▶ **Цель задания**:
Перечислите все издательства, которые, согласно приведенному ниже тексту о книге Капиева, выразили готовность печатать «Поэта».

▶ **Предоставленный текст**:
########

В 1940 году книга его завершилась. В марте 1940 года новеллы уже обсуждали в Московском клубе писателей как книгу, подготовленную к печати. Еще раньше, в конце 1939 года, в «Литературной газете» появилась посвященная им статья С. Трегуба, о которой мы уже говорили. И знакомые и друзья в письмах и даже телеграммах поздравляли Капиева с печатным одобрительным отзывом о его новеллах. (А он все продолжал править их и переделывать.)
Все лето 1940 года — с мая и до конца июля — он работал над «Московским дневником». К концу года все, наконец, уже, действительно, готово к печати — только в марте 1941 года была еще раз существенно переделана новелла «Сад» (впоследствии — «Песня»).
И в марте 1941 года журнал «Молодая гвардия» начал печатать готовую книгу.
Девять новелл появилось в 3-м номере, четыре в 4-м. Скоро должен был выйти 5-й номер, где печатался «Свет жизни (Московский дневник)», завершивший книгу.
Издательство «Художественная литература», Ставропольский крайиздат и Дагестанское издательство выразили готовность печатать «Поэта».
XV
Итак, все свершилось, как было задумано, он стал писателем.
Он вошел в русскую литературу со своим героем, со своими размышлениями об искусстве, с осуществленным желанием рассказать о самой душе своего древнего горского народа.
Принес ли он в эту литературу и собственное свое слово — слово в точном смысле, свою повествовательную манеру, которая позволяет по нескольким фразам отличить одного писателя от другого?
Его «литературная учеба» — слова, совсем не к каждому писателю применимые, — была действительно учебой. Он вчитывался в страницы любимых писателей, стараясь понять законы прозы, узнать тайну каждого. Не повлияло ли это слишком прямо, не сделало ли его манеру подражательной?
Посмотрим прежде, что застал он в это время в литературе — с точки зрения разнообразия творческих манер, которые могли бы оказаться влиятельными. Посмотрим, какой была в литературе тех лет жизнь слова и какие пути предлагала она литератору, к концу тридцатых годов почувствовавшему себя, наконец, готовым к тяжкому труду возведения собственного здания на уже довольно густо застроенной местности.

########

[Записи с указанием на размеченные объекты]
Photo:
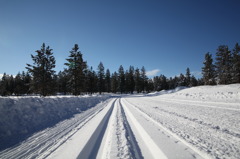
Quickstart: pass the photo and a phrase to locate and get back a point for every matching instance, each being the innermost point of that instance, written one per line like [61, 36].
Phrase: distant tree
[131, 81]
[101, 78]
[27, 82]
[108, 81]
[114, 82]
[42, 71]
[144, 79]
[91, 81]
[19, 84]
[77, 69]
[121, 79]
[223, 64]
[188, 77]
[208, 70]
[4, 88]
[193, 81]
[236, 64]
[150, 86]
[171, 83]
[62, 82]
[138, 81]
[182, 80]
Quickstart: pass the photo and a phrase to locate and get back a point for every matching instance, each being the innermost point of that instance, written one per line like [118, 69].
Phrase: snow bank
[22, 116]
[220, 93]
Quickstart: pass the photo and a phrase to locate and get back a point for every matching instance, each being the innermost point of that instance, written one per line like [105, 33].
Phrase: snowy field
[199, 122]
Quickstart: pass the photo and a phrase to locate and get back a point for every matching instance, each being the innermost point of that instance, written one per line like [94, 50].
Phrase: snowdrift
[22, 116]
[220, 93]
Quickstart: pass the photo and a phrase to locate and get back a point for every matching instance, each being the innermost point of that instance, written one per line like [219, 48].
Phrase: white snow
[198, 122]
[21, 116]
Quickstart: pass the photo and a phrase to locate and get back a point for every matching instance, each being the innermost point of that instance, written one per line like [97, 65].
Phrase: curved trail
[117, 128]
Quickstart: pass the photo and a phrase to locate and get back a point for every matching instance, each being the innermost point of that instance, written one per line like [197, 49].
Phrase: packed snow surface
[185, 123]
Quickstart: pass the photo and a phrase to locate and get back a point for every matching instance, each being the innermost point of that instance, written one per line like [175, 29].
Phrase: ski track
[41, 144]
[215, 131]
[142, 127]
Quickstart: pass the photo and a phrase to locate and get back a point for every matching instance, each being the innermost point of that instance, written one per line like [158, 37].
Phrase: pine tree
[236, 64]
[4, 85]
[101, 78]
[208, 70]
[223, 65]
[121, 79]
[143, 79]
[114, 82]
[27, 82]
[77, 69]
[137, 80]
[19, 84]
[42, 71]
[108, 81]
[131, 81]
[182, 80]
[188, 77]
[91, 81]
[62, 82]
[150, 86]
[193, 81]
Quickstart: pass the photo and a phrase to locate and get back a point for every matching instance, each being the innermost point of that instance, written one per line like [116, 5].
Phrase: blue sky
[164, 36]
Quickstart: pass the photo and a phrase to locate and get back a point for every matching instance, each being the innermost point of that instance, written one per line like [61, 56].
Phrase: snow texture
[22, 116]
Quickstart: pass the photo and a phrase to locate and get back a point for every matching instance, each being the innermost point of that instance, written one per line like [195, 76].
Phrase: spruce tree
[138, 82]
[208, 70]
[62, 82]
[114, 82]
[42, 71]
[19, 84]
[108, 81]
[236, 64]
[4, 85]
[77, 69]
[223, 65]
[121, 76]
[131, 81]
[101, 78]
[188, 77]
[91, 81]
[143, 79]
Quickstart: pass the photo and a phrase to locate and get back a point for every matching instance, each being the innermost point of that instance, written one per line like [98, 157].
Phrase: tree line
[226, 67]
[78, 78]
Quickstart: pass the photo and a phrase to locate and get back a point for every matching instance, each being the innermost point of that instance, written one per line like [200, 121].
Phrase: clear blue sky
[159, 34]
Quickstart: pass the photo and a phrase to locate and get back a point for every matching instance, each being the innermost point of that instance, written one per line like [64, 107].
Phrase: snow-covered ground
[22, 116]
[199, 122]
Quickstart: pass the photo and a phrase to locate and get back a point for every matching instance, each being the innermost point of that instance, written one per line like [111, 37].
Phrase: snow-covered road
[157, 126]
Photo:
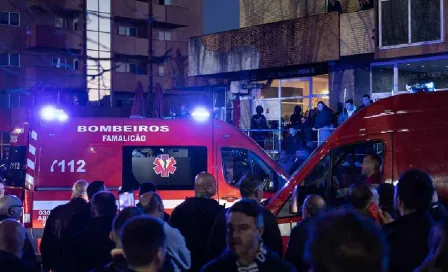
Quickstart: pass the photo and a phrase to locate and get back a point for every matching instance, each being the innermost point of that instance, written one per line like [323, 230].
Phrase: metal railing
[272, 142]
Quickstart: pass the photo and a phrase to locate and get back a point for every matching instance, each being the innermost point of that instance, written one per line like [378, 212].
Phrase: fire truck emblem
[165, 165]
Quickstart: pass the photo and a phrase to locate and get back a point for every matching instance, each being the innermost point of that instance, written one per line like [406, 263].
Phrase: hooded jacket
[194, 218]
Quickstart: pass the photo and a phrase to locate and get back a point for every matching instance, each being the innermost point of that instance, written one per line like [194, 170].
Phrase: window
[161, 70]
[347, 168]
[14, 19]
[75, 24]
[10, 59]
[406, 22]
[60, 22]
[169, 167]
[164, 35]
[76, 64]
[127, 31]
[58, 62]
[238, 162]
[9, 18]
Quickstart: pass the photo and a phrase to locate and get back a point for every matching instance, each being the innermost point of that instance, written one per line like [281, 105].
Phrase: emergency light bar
[50, 113]
[200, 114]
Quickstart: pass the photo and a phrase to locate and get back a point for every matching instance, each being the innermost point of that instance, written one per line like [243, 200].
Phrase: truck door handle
[229, 198]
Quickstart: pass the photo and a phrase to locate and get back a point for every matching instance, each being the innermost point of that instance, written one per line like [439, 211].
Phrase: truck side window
[315, 183]
[238, 162]
[347, 168]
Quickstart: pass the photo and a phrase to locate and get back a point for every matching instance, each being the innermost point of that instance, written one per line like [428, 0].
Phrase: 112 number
[62, 165]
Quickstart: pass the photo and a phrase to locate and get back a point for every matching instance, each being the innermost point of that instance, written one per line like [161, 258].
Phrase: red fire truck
[47, 158]
[406, 131]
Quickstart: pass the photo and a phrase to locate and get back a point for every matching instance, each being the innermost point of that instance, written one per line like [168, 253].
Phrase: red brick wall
[293, 42]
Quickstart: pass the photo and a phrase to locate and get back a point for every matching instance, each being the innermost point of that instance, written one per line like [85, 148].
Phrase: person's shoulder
[218, 264]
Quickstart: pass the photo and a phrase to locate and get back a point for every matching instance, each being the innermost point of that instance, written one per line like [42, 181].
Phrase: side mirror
[294, 208]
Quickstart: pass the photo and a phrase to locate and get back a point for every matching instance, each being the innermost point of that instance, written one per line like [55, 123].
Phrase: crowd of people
[383, 228]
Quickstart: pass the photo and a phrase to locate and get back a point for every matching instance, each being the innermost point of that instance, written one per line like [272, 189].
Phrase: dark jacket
[323, 118]
[272, 237]
[296, 245]
[29, 256]
[10, 263]
[56, 233]
[408, 241]
[437, 211]
[91, 248]
[194, 218]
[267, 261]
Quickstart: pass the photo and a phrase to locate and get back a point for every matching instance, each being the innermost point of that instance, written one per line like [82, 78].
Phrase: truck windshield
[168, 167]
[15, 175]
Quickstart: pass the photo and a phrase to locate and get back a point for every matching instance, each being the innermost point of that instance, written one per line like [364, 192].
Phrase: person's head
[11, 206]
[343, 241]
[152, 204]
[205, 185]
[2, 188]
[244, 227]
[145, 188]
[124, 216]
[95, 187]
[12, 237]
[349, 104]
[292, 131]
[321, 105]
[413, 192]
[79, 189]
[360, 195]
[366, 100]
[251, 186]
[438, 244]
[103, 204]
[313, 205]
[143, 241]
[371, 165]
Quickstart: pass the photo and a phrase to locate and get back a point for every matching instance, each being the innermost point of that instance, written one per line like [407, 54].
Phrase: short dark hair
[344, 241]
[151, 207]
[145, 188]
[360, 195]
[94, 187]
[104, 203]
[250, 208]
[248, 184]
[123, 217]
[142, 237]
[415, 190]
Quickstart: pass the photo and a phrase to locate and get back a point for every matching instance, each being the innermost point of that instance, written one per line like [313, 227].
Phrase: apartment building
[291, 52]
[55, 50]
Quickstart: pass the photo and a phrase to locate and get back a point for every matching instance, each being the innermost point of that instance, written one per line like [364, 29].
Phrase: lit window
[161, 70]
[60, 22]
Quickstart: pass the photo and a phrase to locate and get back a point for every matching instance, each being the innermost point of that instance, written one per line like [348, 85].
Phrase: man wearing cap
[11, 207]
[56, 232]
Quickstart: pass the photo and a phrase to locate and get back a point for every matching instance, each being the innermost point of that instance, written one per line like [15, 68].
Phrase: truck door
[332, 176]
[235, 162]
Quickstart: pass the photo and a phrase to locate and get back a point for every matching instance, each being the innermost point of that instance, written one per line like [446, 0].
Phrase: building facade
[290, 52]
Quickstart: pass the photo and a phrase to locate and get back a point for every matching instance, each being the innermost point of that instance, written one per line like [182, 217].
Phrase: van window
[168, 167]
[238, 162]
[347, 168]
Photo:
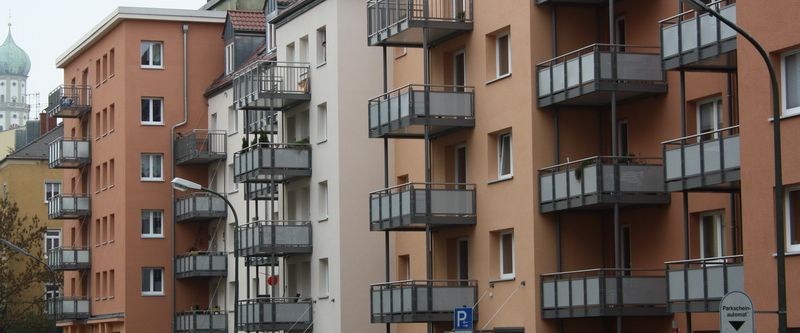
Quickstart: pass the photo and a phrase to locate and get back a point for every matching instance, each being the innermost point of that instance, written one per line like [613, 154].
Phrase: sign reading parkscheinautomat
[736, 313]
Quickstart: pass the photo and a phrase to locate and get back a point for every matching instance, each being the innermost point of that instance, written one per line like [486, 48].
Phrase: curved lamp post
[780, 224]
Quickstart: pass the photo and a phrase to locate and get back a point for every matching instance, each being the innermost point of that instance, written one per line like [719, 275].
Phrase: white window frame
[512, 275]
[150, 214]
[785, 112]
[150, 157]
[230, 61]
[789, 246]
[497, 54]
[48, 184]
[719, 221]
[150, 65]
[151, 277]
[151, 101]
[500, 156]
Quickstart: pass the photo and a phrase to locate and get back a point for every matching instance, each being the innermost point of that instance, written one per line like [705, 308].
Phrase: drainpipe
[185, 30]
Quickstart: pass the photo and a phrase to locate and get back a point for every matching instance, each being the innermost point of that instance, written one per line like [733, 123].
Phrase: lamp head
[181, 184]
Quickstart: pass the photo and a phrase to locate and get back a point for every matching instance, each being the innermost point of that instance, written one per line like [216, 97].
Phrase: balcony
[704, 162]
[402, 22]
[261, 121]
[199, 206]
[69, 258]
[69, 207]
[271, 85]
[421, 301]
[588, 76]
[201, 264]
[66, 153]
[700, 42]
[264, 238]
[272, 162]
[274, 314]
[67, 308]
[200, 147]
[408, 207]
[403, 112]
[201, 322]
[600, 182]
[698, 285]
[603, 293]
[69, 101]
[260, 191]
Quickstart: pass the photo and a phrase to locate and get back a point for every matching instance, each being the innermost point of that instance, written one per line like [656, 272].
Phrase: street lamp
[776, 137]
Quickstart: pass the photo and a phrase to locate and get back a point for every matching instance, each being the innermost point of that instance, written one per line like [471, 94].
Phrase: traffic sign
[462, 319]
[736, 313]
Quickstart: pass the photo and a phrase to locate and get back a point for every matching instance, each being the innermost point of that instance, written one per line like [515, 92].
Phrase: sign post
[462, 320]
[736, 313]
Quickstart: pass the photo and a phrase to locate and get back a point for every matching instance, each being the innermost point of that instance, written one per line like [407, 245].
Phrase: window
[152, 222]
[152, 165]
[322, 46]
[324, 283]
[151, 54]
[229, 60]
[507, 254]
[51, 188]
[52, 240]
[793, 219]
[711, 235]
[323, 200]
[152, 281]
[152, 111]
[505, 168]
[322, 122]
[790, 78]
[709, 118]
[503, 54]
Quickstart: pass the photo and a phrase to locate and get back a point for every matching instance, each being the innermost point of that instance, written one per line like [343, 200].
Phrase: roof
[38, 149]
[247, 20]
[136, 13]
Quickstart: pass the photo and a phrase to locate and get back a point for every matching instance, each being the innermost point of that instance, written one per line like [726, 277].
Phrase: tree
[21, 278]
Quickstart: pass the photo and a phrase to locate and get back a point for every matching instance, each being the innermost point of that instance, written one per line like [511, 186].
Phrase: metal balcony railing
[403, 112]
[278, 162]
[199, 206]
[271, 85]
[67, 308]
[699, 42]
[200, 147]
[274, 314]
[400, 22]
[698, 285]
[273, 237]
[412, 206]
[603, 293]
[260, 191]
[69, 101]
[201, 322]
[705, 161]
[69, 153]
[600, 182]
[69, 206]
[201, 264]
[587, 76]
[421, 301]
[67, 258]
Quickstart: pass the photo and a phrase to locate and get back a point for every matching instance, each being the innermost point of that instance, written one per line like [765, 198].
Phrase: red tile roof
[247, 20]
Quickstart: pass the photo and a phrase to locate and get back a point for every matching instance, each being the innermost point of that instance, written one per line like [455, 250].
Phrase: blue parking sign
[462, 319]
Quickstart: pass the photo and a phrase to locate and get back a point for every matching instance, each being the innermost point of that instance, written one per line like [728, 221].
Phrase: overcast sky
[46, 28]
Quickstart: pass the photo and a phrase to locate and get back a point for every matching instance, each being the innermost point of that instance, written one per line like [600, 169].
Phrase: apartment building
[582, 164]
[131, 85]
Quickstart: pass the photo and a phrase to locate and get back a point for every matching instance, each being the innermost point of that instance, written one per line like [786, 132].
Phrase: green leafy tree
[21, 277]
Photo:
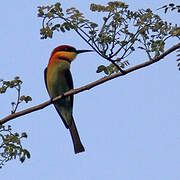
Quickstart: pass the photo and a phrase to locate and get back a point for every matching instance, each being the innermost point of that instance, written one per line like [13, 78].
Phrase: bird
[58, 80]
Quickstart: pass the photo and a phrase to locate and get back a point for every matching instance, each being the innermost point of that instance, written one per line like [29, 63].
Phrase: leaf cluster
[117, 36]
[170, 7]
[16, 83]
[10, 145]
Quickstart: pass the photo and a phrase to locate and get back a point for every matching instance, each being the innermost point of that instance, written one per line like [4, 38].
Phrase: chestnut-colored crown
[66, 48]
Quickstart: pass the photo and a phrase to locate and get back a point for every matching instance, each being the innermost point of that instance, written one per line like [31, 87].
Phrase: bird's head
[66, 52]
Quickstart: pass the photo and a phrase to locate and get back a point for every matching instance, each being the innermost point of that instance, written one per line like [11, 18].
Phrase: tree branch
[89, 86]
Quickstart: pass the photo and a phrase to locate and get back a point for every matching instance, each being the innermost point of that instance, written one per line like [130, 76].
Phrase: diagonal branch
[89, 86]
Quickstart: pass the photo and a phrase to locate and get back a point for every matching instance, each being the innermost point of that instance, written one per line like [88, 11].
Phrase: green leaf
[100, 68]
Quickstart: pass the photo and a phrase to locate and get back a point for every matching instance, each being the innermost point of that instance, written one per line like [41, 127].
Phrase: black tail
[78, 147]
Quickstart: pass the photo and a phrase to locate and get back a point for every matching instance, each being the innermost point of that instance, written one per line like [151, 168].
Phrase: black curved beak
[82, 51]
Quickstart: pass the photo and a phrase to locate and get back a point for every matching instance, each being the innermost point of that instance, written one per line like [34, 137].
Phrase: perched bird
[58, 80]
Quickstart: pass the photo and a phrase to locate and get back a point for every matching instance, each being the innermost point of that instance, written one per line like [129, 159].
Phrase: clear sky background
[130, 126]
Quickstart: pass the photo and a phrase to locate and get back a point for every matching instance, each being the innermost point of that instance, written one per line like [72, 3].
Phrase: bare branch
[89, 86]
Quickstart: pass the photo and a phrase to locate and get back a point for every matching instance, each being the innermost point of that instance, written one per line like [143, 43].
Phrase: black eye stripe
[68, 49]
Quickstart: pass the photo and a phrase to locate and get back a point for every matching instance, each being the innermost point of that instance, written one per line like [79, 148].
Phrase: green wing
[69, 81]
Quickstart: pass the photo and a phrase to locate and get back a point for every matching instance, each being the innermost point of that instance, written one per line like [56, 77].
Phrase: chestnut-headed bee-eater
[58, 80]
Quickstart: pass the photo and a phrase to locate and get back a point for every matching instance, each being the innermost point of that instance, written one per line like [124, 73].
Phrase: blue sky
[130, 126]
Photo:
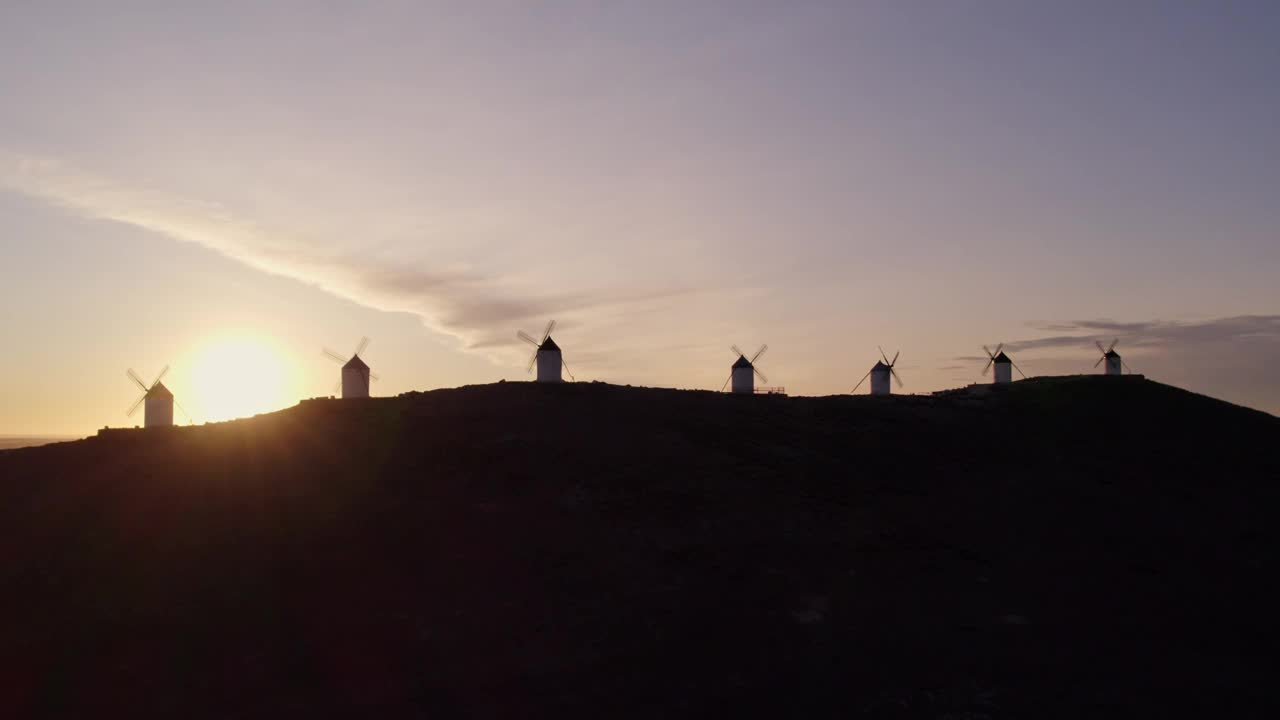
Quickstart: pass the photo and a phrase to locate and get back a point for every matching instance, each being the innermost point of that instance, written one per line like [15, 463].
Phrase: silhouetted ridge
[1056, 547]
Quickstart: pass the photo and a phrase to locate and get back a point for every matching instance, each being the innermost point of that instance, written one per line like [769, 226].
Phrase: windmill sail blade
[136, 379]
[135, 406]
[860, 382]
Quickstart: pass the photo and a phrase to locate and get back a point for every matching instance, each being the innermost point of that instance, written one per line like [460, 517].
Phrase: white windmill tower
[547, 356]
[156, 401]
[1115, 364]
[1002, 365]
[744, 372]
[355, 372]
[881, 373]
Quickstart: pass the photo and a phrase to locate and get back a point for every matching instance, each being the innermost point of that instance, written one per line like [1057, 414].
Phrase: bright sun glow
[237, 377]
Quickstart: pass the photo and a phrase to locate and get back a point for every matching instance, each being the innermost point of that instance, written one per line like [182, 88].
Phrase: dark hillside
[1063, 547]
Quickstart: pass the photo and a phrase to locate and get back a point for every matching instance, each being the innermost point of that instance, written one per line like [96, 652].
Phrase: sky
[229, 187]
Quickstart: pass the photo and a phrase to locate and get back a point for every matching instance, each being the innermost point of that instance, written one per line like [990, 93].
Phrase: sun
[237, 377]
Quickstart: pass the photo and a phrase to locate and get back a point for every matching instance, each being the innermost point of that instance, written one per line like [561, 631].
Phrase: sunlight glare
[237, 377]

########

▶ **Ответ на задание**:
Издательство «Художественная литература», Ставропольский крайиздат, Дагестанское издательство.